== DATA IN THIS EXERCISE

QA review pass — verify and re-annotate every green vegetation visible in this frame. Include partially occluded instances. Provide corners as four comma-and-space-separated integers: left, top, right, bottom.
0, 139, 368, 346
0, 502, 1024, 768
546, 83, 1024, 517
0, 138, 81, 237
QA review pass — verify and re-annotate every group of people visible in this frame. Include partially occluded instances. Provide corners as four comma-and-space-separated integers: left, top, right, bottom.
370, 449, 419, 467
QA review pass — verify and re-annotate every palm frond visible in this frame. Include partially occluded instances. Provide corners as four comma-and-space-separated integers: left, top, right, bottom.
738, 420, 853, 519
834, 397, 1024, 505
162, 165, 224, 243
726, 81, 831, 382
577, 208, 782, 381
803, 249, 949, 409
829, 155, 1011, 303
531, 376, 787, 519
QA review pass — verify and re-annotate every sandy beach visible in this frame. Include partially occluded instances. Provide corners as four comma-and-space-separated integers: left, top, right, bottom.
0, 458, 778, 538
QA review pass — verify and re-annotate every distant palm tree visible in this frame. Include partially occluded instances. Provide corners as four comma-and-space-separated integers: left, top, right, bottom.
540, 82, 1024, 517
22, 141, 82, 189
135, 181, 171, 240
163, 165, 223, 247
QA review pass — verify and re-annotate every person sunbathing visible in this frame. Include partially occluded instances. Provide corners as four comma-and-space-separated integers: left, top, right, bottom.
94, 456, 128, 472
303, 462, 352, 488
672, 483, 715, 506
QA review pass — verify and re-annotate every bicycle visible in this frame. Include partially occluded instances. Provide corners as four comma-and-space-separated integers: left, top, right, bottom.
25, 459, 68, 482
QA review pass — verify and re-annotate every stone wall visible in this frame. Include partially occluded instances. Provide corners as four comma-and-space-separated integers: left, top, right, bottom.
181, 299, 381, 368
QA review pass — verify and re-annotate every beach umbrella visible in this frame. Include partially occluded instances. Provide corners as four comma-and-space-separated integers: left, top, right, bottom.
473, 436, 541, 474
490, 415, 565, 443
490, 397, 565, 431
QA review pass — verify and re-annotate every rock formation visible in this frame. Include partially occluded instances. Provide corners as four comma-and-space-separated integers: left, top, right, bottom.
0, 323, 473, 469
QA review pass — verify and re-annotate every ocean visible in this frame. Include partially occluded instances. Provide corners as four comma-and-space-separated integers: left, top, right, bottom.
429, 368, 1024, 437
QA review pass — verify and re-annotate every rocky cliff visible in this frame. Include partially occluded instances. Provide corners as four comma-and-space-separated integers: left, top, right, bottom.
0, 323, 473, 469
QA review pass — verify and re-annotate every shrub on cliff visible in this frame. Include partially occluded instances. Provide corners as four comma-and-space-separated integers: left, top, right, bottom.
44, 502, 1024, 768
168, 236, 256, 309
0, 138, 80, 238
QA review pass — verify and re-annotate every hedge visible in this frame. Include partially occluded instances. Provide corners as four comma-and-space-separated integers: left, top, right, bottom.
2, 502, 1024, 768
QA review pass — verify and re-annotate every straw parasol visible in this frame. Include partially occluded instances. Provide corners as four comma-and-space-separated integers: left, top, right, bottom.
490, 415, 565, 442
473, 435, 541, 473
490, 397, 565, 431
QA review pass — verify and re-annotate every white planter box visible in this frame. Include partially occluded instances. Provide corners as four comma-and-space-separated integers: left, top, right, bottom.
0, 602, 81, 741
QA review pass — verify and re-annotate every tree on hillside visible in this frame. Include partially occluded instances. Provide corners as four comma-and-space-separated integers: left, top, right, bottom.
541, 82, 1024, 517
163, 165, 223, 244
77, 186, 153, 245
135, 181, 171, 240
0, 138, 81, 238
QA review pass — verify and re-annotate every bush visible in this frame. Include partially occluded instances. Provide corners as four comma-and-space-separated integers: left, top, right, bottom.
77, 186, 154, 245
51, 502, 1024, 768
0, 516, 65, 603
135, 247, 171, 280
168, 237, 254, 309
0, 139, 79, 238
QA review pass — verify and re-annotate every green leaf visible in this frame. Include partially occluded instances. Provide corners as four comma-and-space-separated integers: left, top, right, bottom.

====

-- EXERCISE --
Write out all the entries exactly.

-- OUTPUT OF THE EXERCISE --
QA review pass — verify and re-annotate every green vegetation visible in this frame. Include partially occluded instances. Provide corners as four comma-and-space-separated integers: left, top, right, bottom.
0, 139, 368, 346
0, 502, 1024, 768
546, 83, 1024, 517
0, 138, 81, 237
QA review pass — verify and re-annotate every group of people visible in this frame. Include partially occluded instances. Provide corners as four comma-and-space-separated integers: left, top, right, bottom.
370, 449, 419, 467
QA review pass — verify and re-annotate every palm frond visible in this frame. Include partially occluded instances. Provide corners as four comma-and-space-separated integers: left, top, right, bottom.
738, 420, 853, 519
834, 397, 1024, 505
162, 165, 224, 243
726, 81, 831, 382
577, 208, 782, 381
803, 249, 949, 409
829, 155, 1011, 303
531, 376, 787, 519
QA review pass — verify and re-annotate every sandy beach visible in this frame. Include partially occluded instances. Provide corners as four comma-and-space-separated integers: left, top, right, bottom.
0, 458, 778, 538
QA review pass — verify and re-annotate every distant palm tree visible in this frame. Include partially occluded instances. Provide corners as four comma-and-space-separated integers: left, top, right, bottom.
540, 82, 1024, 517
22, 141, 82, 189
135, 181, 171, 240
163, 165, 223, 247
QA review pass — verify and re-annotate every person sunbathing visible in this frame. Include partially occluded instances. Provide corners as four comma-and-space-separated integers: left, top, right, bottom.
94, 456, 128, 472
303, 462, 352, 488
672, 483, 715, 506
QA review pass — verify and re-annotate every bicycle visible in this frame. Include partially occluded instances. Provide corners as four comma-and-space-separated integers: left, top, right, bottom.
25, 459, 68, 482
QA review pass — verify and re-annotate every stone wall visible in this frame. Include partially occluded instances. Provide corners as four comma-and-space-separated integers: left, top, right, bottom.
181, 299, 381, 368
QA review pass — verify and re-annotate every beach umbrella visible in this frame. Include partially occluded instances. Provide corners as four comma-and-space-separated integers: left, top, right, bottom.
473, 436, 541, 474
490, 415, 565, 443
490, 397, 565, 431
QA review pass — verify and re-annotate every rock formation visible in this frame. Include partially occluded instances. Provide corners as four comma-and-space-separated integers: left, top, right, bottom.
0, 323, 473, 469
QA review pass — verify and re-annotate every ocean visible in this frame. Include partially occluded instances. Provide corners as four comma-and-space-separated integers: left, top, right, bottom.
429, 368, 1024, 437
QA review pass — verify and re-annotate every rocky cliff visible in this frame. Include partially occluded instances. Provide corners as four comma-and-space-separated integers: left, top, right, bottom.
0, 323, 473, 469
QA review pass — verify and re-annotate every shrub on cliff visible in this frame. Include partially occluded instances. Provide corners as four comma-and-space-separated integers: left, top, right, bottom.
44, 502, 1024, 768
168, 236, 256, 309
0, 138, 80, 238
QA review pass — verify and re-annotate every hedge visible in this frame. Include partially occluded instances. Provide corners as four comma-and-space-separated integers: left, top, right, bottom.
2, 502, 1024, 768
QA review pass — verify and re-annotate every straw parasol visible in this frame. Include partially occluded instances. Provide corners as four comma-and-space-separated integers: left, top, right, bottom.
490, 415, 565, 442
473, 435, 541, 473
490, 397, 565, 431
QA review pass — verify and re-annotate every white planter box visible in this frame. Include partially occluded instances. Provide corners as four comma-and-space-separated integers: left, top, right, bottom.
0, 602, 81, 741
QA review pass — verify and re-annotate every tree on hillside visible in this frame. Include partially occluded instances. Provide corners as four comma-and-space-separated integers: left, top, right, bottom.
541, 82, 1024, 517
163, 165, 223, 244
77, 186, 153, 245
135, 181, 171, 240
0, 138, 81, 238
QA review pass — verify and re-annotate every bush visible in this frame. Include partially occluded instances. Provide corners as four comma-and-space-separated integers: left, top, right, bottom.
77, 186, 154, 245
51, 502, 1024, 768
0, 516, 65, 603
135, 247, 171, 280
168, 237, 254, 309
0, 139, 79, 238
QA review pass — verify and re-annotate every green leaf visible in this frame. Include partially occluded instances. Provide corners as four comma-and-space-separated integers: left, top, right, bottom.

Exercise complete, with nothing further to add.